## DO THIS
Give every line of the records below as a numbered list, omitting blank lines.
>>>
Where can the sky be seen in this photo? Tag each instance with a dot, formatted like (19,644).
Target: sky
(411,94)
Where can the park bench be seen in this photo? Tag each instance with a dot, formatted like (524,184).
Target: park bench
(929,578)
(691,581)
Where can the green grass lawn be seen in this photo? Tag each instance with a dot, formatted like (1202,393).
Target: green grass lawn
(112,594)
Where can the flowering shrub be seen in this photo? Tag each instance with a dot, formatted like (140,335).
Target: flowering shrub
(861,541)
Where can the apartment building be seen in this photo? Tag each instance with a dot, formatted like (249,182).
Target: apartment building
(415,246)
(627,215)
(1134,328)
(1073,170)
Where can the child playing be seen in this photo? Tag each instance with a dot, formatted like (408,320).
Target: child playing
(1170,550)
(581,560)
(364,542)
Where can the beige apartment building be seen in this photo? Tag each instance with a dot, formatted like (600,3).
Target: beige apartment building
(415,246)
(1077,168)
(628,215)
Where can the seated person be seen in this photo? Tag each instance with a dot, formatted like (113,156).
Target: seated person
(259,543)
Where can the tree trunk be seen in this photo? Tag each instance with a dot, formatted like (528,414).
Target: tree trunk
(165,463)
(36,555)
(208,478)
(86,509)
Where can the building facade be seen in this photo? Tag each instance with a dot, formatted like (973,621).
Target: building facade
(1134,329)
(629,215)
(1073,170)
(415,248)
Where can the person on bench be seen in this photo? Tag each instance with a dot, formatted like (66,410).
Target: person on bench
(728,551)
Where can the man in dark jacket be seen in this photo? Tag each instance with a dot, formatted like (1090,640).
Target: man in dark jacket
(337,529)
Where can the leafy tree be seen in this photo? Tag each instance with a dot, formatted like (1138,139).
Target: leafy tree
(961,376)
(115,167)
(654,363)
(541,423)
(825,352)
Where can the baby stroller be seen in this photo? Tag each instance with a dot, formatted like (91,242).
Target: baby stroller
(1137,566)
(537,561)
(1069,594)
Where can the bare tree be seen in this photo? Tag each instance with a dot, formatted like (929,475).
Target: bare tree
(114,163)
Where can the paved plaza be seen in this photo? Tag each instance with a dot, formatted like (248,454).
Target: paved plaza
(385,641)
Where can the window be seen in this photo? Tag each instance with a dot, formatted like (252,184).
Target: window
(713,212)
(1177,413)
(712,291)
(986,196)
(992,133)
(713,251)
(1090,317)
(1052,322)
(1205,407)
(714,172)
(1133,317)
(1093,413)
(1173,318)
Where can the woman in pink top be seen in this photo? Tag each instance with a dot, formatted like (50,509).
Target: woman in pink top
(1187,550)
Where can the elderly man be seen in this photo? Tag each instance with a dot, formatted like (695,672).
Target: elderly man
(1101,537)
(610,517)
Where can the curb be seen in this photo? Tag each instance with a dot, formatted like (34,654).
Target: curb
<<<
## THE OUTPUT
1. Where can the sky be seen in this photo? Tag each instance with a dot, formatted like (19,644).
2. Target: sky
3. (411,94)
4. Where can the park bench be seen in this photo? Tag each instance with a dot, formatted like (524,184).
5. Target: park bench
6. (929,578)
7. (691,581)
8. Where can the green grass lawn be seen in this photo? Tag each instance with a dot, formatted like (1202,393).
9. Target: green grass lawn
10. (112,594)
11. Where can the flowering shrub be seen in this photo? Tag each instance with a dot, formatted like (140,335).
12. Target: flowering shrub
13. (861,541)
14. Where can the apartment building be seen in this photo? Tag each instance with a dot, formatted like (249,182).
15. Target: apartment building
16. (415,246)
17. (627,215)
18. (1134,328)
19. (1073,170)
20. Where can the child playing be seen in this photo? Tag each instance with a dot, formatted like (408,320).
21. Target: child playing
22. (1170,550)
23. (581,560)
24. (364,542)
25. Where can the beige apartment building be seen in this photo? Tag each instance with a dot, formatted like (600,3).
26. Target: beige apartment building
27. (415,246)
28. (1077,168)
29. (628,215)
30. Where can the seated person be seen in this photo? Tag each instance with a dot, formatted like (113,156).
31. Target: seated person
32. (259,543)
33. Where can the tree trunk be seen in this photo? Tag each instance with a dot, formatted like (528,414).
34. Target: tree trunk
35. (165,463)
36. (36,555)
37. (208,478)
38. (86,509)
39. Where can the building facade be seen in this photo? Tag each instance with a dot, formatted like (973,621).
40. Target: building facade
41. (1134,329)
42. (629,215)
43. (1073,170)
44. (415,248)
45. Where can the person on bench be seen in this photo? Tag each instance with a dot, formatted like (66,410).
46. Target: person on bench
47. (728,551)
48. Where can the man in dark jacket be seen in this photo? Tag each instance with a dot, formatted like (1090,640).
49. Target: man in dark jacket
50. (337,529)
51. Where can the leafy tree be seen in this photo? Tag each instance with a dot, formatted like (1138,139).
52. Target: leafy tree
53. (961,376)
54. (115,167)
55. (654,363)
56. (541,423)
57. (825,352)
58. Where can the baby stroller be seen in this photo? Tag each instance with a dot, formatted like (91,242).
59. Target: baby stroller
60. (1137,566)
61. (537,561)
62. (1069,594)
63. Where can the bare tree be seen in this photo? Tag each instance with a dot, formatted like (929,475).
64. Target: bare tree
65. (114,163)
66. Where can the paved plaza be seen in this photo? Tag each instance with a dot, formatted like (248,454).
67. Target: paved plaza
68. (385,641)
69. Where can the window be seen in this photo? Tag each instance with a dot, formatted like (252,184).
70. Target: window
71. (713,212)
72. (1177,413)
73. (712,291)
74. (986,196)
75. (992,133)
76. (713,251)
77. (1090,317)
78. (1052,322)
79. (1205,407)
80. (714,172)
81. (1133,317)
82. (1093,413)
83. (1173,318)
84. Where can the woman in pink top be seen in this photo? Tag each instance with a dot, formatted like (50,509).
85. Target: woman in pink top
86. (1187,550)
87. Where can the elderly man be seen in this photo? Tag each instance with a dot, formatted like (695,672).
88. Target: elderly man
89. (1101,537)
90. (610,517)
91. Where can the curb be seen in this photo? Tag each instance with a dot, formatted like (34,654).
92. Target: curb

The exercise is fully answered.